──────── Data for processing ────────

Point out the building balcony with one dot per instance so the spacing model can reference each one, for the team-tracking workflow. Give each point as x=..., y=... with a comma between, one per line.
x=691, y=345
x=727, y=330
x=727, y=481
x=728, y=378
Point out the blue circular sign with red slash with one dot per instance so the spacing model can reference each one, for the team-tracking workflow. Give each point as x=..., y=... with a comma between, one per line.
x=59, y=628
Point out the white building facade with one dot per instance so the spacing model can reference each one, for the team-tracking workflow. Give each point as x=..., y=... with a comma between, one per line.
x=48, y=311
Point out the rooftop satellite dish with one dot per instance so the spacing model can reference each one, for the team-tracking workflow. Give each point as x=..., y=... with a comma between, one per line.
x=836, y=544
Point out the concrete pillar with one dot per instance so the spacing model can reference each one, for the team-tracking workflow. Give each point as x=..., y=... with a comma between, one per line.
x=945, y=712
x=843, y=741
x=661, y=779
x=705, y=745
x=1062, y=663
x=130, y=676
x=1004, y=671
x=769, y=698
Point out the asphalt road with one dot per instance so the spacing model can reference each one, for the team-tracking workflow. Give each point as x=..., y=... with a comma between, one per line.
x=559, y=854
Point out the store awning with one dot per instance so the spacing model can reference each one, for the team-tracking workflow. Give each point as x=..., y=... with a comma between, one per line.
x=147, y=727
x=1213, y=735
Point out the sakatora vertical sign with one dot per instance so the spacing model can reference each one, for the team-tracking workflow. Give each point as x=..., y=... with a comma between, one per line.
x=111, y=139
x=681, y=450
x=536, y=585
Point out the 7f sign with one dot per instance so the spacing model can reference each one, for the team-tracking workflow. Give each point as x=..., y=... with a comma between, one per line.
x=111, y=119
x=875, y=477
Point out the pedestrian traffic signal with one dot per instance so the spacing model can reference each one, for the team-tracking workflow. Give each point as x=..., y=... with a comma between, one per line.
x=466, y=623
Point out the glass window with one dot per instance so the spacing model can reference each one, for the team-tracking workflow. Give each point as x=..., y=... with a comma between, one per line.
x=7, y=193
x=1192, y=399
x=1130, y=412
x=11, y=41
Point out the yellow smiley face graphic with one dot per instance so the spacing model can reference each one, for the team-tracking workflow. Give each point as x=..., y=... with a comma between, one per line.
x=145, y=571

────────

**Your instructions**
Substitute "Mark" for "Point out" throughout the data above, and reproduce every line with nothing else changed.

**Reply**
Mark the building balcony with one dot per instance so the spacing model can reference each one, for the team-tracking workflow. Give each point as x=..., y=... with a comma between, one per line.
x=691, y=345
x=727, y=330
x=727, y=481
x=728, y=378
Mark the blue circular sign with red slash with one dot per instance so the spacing model can reference each one, for the team-tracking workflow. Give each point as x=..., y=... with a comma between, one per line.
x=59, y=628
Mark the white building facade with one dot per instance so the spacing model can reference each one, for the team-tracking workflow. Give each point as x=..., y=... with a comma between, one per line.
x=48, y=311
Mark the rooftop satellite dish with one dot per instance so the spacing model can reference each one, for the team-tracking workflow. Give each point as x=..., y=... with a comma between, one per line.
x=836, y=544
Mark the concrete pillar with one dot per instance so the spacing model can reference each one, for the team-tracking workflow. Give each point as x=..., y=... with a comma between, one per line.
x=945, y=712
x=843, y=741
x=661, y=779
x=705, y=745
x=1062, y=663
x=130, y=676
x=1004, y=671
x=769, y=698
Mark the asphalt road with one dot per instance so the spacing model can reference each one, for the team-tracking workflow. Give each point as x=..., y=... with a comma between, one per line.
x=559, y=854
Mark the store awning with one dot per instance so the spacing model can reference each one, for the team-tracking workflow. Give each point as x=..., y=... with a comma between, one per line.
x=147, y=727
x=1213, y=735
Mark the sakatora vertical sign with one dot per instance so the spacing model can reference each one, for the team-tracking workflow. Give each point as x=..., y=... with a comma between, one per line.
x=111, y=139
x=681, y=450
x=536, y=585
Mark the 7f sign with one dot per instance so the spacing model can reference each one, for the team-tracking workflow. Give each point as x=..., y=... with a comma between, one per line.
x=111, y=119
x=875, y=477
Mark the pedestrian traffic signal with one dot per instance so the spacing model can reference each one, for the team-tracking workflow. Give each point as x=..., y=... with a comma between, one per line.
x=466, y=623
Mark the glass window with one dot per instance so the spacing model can reference each one, for the team-tracking workflow. Give each point as x=..., y=... with a comma between, one per line.
x=7, y=193
x=1192, y=399
x=1130, y=412
x=11, y=41
Mark the yellow smiley face graphic with one dot per instance so the spacing model can reference each one, for the team-tracking workflow. Give each point as x=..., y=... with a comma between, one per line.
x=145, y=571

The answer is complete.